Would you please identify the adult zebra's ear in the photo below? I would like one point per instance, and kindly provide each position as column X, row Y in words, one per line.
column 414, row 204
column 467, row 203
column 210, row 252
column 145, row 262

EXERCISE INSTRUCTIONS
Reproduce all of the material above word for word, with each line unchanged and in the same order.

THE SOLUTION
Would you please identify the adult zebra's ear in the photo below? I would like one point per instance, and kindly provide each position as column X, row Y in words, one per line.
column 414, row 204
column 467, row 203
column 210, row 252
column 145, row 262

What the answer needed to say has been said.